▸ PROBLEM REQUIREMENTS
Your answer should be the full listing, copied word for word.

▸ INPUT DATA
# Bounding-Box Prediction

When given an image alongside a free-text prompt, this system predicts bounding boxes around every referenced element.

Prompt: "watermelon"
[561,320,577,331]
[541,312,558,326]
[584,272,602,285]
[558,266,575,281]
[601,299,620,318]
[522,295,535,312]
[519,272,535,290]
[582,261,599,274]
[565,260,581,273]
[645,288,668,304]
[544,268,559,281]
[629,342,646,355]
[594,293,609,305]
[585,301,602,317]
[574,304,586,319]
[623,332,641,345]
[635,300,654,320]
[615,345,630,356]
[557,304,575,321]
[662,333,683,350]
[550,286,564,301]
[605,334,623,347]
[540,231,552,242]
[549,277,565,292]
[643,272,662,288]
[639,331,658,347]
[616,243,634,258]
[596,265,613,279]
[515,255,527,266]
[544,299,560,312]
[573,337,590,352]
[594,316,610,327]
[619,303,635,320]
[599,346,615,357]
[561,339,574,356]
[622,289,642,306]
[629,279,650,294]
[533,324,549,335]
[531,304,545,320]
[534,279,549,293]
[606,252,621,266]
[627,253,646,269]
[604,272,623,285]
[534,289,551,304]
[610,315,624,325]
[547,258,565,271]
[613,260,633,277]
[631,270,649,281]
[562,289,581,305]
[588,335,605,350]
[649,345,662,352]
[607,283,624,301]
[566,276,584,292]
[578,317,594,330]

▸ SOLUTION TO THE PROBLEM
# Bounding-Box Prediction

When given an image alongside a free-text prompt, this system predicts bounding boxes around every referenced element.

Prompt: "watermelon"
[561,320,577,331]
[541,312,558,326]
[584,272,602,285]
[558,266,575,281]
[601,299,620,318]
[522,295,535,312]
[519,272,535,290]
[582,261,599,274]
[565,260,581,273]
[645,288,668,304]
[544,268,559,281]
[629,342,646,355]
[594,293,609,305]
[585,301,602,317]
[574,304,586,319]
[623,332,641,345]
[635,300,654,320]
[615,345,630,356]
[557,304,575,321]
[662,333,683,350]
[550,286,564,301]
[605,334,623,347]
[540,231,552,242]
[549,277,565,292]
[643,272,662,288]
[639,331,658,347]
[616,243,634,258]
[596,265,613,279]
[515,255,527,266]
[544,299,560,312]
[573,337,590,352]
[594,316,610,327]
[619,303,635,320]
[599,346,615,357]
[561,339,574,356]
[622,289,642,306]
[629,279,650,294]
[533,324,549,335]
[531,304,545,320]
[534,279,549,293]
[606,252,621,266]
[627,253,646,269]
[604,272,623,285]
[534,289,551,304]
[610,315,624,325]
[547,258,565,271]
[613,260,633,277]
[631,270,649,281]
[562,289,581,305]
[588,335,605,350]
[649,345,662,352]
[607,283,624,301]
[566,276,584,292]
[578,317,594,330]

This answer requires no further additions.